Records for the exercise:
______________________________

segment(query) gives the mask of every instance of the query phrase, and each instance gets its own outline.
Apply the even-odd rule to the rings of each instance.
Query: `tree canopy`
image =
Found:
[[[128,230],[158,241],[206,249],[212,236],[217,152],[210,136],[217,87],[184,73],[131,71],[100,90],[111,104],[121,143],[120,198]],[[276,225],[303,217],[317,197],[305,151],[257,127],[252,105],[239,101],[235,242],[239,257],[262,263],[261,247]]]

______________________________

Instructions to follow:
The response should contain each record above, retyped exactly.

Result of this task:
segment(query) gives the mask of every instance of the query phrase, and each instance gets its own outline.
Apply the even-odd rule to the rings of each instance.
Query: `tree canopy`
image =
Found:
[[[128,230],[158,241],[206,249],[212,236],[217,152],[210,136],[217,87],[184,73],[131,71],[100,90],[111,104],[121,143],[120,198]],[[276,225],[303,217],[317,197],[305,151],[257,127],[252,105],[239,101],[235,242],[239,257],[262,263],[261,247]]]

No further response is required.